## TASK REQUIREMENTS
Reproduce the rows from the beginning through the line containing "<point>184,70</point>", with the requests included, and shift every coordinate in the answers by -90. Leave the sample coordinates within the requests unchanged.

## Coordinate annotation entries
******************************

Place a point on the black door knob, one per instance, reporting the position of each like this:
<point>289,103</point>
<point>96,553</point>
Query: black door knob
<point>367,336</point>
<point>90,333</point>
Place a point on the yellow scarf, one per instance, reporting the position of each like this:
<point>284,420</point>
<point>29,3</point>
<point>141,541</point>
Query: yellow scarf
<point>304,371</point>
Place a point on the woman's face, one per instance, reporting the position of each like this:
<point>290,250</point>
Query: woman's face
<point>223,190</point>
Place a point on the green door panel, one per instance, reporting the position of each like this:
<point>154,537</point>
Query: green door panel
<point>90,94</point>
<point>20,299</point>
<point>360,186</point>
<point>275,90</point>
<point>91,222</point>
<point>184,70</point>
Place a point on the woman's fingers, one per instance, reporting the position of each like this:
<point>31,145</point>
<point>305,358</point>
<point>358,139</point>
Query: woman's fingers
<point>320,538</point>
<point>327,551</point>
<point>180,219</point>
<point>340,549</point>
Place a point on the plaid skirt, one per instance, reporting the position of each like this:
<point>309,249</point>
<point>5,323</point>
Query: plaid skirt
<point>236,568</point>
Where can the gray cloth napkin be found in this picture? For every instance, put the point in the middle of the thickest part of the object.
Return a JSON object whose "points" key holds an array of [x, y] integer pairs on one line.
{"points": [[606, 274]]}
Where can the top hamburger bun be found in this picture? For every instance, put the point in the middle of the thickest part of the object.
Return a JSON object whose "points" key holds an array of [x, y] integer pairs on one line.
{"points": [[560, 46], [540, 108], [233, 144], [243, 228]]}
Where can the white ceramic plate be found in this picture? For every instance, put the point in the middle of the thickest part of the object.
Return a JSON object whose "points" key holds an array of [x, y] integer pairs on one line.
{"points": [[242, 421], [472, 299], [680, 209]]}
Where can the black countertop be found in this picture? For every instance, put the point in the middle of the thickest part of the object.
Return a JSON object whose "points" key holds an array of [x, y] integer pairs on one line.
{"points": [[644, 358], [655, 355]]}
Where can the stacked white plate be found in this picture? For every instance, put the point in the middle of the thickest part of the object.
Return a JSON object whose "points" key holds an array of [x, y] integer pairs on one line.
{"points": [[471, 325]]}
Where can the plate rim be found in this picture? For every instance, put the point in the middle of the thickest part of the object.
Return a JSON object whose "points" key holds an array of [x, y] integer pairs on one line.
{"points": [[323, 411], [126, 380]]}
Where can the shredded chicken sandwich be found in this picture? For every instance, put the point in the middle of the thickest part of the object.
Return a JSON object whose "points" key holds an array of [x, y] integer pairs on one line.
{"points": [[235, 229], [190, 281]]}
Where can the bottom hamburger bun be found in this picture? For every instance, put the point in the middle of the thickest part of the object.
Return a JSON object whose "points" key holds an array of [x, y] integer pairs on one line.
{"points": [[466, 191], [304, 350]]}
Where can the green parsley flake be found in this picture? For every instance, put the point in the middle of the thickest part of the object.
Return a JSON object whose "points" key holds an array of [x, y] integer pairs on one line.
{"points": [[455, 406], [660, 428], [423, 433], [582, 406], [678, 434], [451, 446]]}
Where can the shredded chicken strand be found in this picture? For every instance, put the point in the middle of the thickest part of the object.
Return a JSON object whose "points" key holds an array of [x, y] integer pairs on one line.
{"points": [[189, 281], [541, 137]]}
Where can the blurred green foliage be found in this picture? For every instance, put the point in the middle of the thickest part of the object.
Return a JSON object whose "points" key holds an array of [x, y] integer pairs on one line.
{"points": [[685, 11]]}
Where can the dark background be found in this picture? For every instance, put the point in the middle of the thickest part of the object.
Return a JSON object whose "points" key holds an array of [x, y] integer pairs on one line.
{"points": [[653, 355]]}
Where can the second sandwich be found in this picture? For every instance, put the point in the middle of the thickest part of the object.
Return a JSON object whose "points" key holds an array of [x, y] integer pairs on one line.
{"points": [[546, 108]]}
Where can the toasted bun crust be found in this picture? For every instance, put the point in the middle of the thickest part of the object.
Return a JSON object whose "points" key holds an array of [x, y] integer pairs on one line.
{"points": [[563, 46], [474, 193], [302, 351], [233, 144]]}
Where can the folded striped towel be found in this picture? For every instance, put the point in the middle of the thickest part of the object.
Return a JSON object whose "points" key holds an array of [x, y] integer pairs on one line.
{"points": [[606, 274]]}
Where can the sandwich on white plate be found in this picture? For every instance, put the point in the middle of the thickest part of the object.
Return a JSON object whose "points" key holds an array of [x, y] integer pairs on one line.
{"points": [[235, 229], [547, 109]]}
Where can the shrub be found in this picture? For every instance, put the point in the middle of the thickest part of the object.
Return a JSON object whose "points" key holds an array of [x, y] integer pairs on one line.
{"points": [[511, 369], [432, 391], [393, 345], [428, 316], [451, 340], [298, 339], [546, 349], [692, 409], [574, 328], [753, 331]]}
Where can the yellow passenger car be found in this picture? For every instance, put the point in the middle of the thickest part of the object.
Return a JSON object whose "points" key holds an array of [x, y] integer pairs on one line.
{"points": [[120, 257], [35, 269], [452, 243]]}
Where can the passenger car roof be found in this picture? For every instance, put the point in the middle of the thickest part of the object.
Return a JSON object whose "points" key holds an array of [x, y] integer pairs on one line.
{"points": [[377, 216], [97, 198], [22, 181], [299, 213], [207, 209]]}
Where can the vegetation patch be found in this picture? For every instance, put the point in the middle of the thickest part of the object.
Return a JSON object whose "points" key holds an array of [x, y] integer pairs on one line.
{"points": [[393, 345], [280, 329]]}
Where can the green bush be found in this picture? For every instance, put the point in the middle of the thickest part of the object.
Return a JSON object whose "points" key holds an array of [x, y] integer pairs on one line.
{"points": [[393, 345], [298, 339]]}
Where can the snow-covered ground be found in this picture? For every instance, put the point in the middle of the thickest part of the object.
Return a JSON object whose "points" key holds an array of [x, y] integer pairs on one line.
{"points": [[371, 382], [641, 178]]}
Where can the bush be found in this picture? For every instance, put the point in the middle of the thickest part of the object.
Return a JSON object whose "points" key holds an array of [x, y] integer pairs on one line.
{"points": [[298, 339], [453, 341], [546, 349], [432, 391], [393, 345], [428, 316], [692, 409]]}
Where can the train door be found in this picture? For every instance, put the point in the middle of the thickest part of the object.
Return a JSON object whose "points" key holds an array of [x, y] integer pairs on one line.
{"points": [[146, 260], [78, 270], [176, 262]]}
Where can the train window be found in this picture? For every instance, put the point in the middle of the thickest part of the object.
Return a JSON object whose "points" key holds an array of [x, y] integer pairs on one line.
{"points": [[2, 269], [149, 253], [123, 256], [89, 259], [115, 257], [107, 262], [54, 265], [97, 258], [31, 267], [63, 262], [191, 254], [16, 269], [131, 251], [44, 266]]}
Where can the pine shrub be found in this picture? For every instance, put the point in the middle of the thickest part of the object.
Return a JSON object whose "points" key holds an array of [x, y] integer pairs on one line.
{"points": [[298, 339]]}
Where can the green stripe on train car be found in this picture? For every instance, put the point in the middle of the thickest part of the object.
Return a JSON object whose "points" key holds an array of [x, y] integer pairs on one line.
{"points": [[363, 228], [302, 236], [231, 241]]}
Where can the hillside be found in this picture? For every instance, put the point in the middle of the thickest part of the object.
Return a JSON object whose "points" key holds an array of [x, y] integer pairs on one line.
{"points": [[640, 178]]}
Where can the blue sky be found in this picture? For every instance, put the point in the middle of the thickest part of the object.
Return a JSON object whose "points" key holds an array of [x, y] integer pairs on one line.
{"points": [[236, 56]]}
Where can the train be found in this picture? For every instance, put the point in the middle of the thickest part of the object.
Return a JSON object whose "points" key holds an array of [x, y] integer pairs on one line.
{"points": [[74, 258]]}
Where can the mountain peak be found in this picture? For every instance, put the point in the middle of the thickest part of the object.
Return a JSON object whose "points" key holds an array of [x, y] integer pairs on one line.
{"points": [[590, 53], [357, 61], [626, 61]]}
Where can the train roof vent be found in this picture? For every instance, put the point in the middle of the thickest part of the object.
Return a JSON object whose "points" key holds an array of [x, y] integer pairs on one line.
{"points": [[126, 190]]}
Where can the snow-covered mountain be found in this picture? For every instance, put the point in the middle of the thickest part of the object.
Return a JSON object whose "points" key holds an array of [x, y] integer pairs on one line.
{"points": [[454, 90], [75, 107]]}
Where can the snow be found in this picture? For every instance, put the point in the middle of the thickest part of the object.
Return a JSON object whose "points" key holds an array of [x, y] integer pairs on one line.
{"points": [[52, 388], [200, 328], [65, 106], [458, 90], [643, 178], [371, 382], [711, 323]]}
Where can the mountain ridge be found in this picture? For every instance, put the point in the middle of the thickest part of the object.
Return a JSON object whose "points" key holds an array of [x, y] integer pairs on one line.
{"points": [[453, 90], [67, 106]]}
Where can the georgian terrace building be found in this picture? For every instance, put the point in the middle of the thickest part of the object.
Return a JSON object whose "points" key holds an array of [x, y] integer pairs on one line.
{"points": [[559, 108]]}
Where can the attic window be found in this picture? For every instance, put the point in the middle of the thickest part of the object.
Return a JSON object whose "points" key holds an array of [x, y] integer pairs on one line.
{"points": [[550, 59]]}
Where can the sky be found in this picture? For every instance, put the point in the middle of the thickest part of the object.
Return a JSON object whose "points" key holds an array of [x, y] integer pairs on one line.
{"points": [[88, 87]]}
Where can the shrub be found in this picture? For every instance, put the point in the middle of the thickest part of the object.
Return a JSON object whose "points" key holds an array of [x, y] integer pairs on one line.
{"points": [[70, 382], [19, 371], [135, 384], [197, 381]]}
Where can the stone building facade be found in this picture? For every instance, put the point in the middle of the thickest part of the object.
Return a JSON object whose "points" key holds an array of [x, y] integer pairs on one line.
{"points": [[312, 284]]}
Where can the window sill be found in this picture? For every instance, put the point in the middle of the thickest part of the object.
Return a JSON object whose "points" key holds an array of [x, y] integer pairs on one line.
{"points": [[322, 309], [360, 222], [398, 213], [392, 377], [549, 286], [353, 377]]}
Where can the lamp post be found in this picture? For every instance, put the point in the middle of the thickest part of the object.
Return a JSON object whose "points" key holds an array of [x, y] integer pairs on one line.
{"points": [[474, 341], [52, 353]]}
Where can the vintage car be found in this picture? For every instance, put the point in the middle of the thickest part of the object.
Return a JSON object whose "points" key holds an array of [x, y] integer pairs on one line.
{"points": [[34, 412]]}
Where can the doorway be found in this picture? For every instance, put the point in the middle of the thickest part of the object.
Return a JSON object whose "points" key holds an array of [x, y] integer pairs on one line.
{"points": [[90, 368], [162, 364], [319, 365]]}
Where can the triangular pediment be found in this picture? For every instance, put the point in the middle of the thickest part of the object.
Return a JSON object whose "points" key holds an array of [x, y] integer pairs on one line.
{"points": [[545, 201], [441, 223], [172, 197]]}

******************************

## SOLUTION TO THIS PROBLEM
Place a point on the black door knob, one per instance, reporting the position of each like this:
<point>289,103</point>
<point>96,553</point>
Query: black door knob
<point>277,246</point>
<point>0,243</point>
Place a point on the yellow scarf, one per instance, reporting the position of each like this:
<point>284,420</point>
<point>29,3</point>
<point>141,541</point>
Query: yellow scarf
<point>214,281</point>
Place a point on the woman's face, one per instance, reporting the position of each like this:
<point>290,250</point>
Query: woman's face
<point>133,100</point>
Place a point on the green door panel, one per instance, reporting the position of each like this:
<point>154,537</point>
Query: green door panel
<point>0,4</point>
<point>-70,209</point>
<point>270,96</point>
<point>185,0</point>
<point>1,132</point>
<point>94,-20</point>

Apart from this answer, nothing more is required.